Records from a point labeling set
## Begin

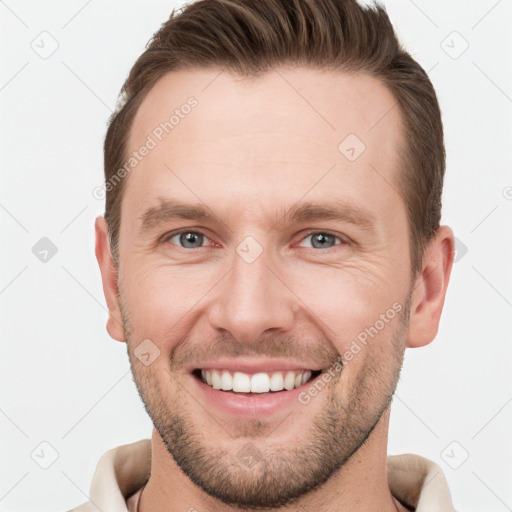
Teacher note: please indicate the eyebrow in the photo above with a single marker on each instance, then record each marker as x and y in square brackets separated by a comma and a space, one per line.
[169, 210]
[331, 210]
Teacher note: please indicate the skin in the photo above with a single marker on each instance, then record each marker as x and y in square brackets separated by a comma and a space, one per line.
[252, 149]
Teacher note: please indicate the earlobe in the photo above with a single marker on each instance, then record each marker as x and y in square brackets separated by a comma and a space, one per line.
[429, 289]
[108, 271]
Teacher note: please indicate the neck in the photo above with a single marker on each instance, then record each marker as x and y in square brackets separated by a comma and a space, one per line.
[360, 485]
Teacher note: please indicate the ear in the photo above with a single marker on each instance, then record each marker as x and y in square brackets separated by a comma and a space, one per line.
[108, 271]
[430, 288]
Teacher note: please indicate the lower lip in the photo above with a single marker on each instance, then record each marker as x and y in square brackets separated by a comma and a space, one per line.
[256, 404]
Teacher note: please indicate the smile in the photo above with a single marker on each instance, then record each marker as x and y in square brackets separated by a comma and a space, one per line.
[261, 382]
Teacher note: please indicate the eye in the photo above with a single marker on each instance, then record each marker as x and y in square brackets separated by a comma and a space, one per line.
[188, 239]
[321, 240]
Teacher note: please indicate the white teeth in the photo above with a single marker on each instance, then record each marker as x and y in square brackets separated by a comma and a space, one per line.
[289, 381]
[261, 382]
[226, 381]
[241, 382]
[216, 383]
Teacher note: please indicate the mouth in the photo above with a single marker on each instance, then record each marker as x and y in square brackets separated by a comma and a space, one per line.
[254, 384]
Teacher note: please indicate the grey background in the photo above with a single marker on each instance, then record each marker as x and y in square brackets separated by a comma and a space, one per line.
[66, 384]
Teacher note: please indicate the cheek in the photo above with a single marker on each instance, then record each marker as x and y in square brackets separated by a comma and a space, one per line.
[347, 303]
[162, 300]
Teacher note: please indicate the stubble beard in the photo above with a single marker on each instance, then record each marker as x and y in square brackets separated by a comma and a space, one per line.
[281, 476]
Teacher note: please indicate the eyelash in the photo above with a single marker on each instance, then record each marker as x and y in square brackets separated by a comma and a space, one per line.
[168, 238]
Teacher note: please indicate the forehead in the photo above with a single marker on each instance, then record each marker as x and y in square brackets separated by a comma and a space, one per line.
[254, 134]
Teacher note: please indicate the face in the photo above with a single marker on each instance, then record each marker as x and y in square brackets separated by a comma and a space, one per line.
[262, 249]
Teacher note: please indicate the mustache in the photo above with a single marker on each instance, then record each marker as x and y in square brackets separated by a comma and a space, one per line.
[311, 351]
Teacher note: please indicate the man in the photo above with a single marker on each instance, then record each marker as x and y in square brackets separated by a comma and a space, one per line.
[270, 247]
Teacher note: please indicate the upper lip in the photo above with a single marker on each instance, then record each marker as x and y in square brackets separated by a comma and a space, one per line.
[253, 365]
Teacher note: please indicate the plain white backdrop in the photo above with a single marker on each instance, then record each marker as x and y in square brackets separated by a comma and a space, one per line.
[66, 384]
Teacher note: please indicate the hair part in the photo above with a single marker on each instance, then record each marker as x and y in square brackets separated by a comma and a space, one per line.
[249, 37]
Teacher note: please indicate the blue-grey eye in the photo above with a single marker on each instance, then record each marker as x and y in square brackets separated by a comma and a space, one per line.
[321, 240]
[188, 239]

## End

▶ **SET PROBLEM**
Reproduce word for word every line of the material from the line containing "Teacher note: please indicate the mustache" through the last line, including both ends.

▶ **FULL SOLUTION**
Teacher note: please indicate the mustache in the photo above with a single marker on each instance, then record each marker as x and y in square brackets separated by a comma and a space, one per line.
[311, 351]
Teacher note: please indicate the man in the photo above with a single marker on each instance, then record each marker as x and y in square brackets separated by a comma and a space, one per line.
[270, 247]
Teacher note: please indicate the upper lip in the photo above with a single marker on each instance, then record each marker as x and y in square brackets separated by a comma and a space, one per line.
[253, 365]
Teacher note: please indicate the plain white backdrop in the photo above with a single marker on each instance, then record each marker as x and y in square brackets separated by a comma and a space, one per line.
[66, 384]
Teacher note: please indicate the hair part in the photo above with a single marker on each instance, then record each marker as x and y in square brackets separated by a comma and a space, one per line.
[249, 37]
Teacher note: please indicate the blue-grey eye in the photo above with a single marker on each instance, then record each marker as x and y in square brackets separated by a comma and a space, one per line.
[321, 240]
[188, 239]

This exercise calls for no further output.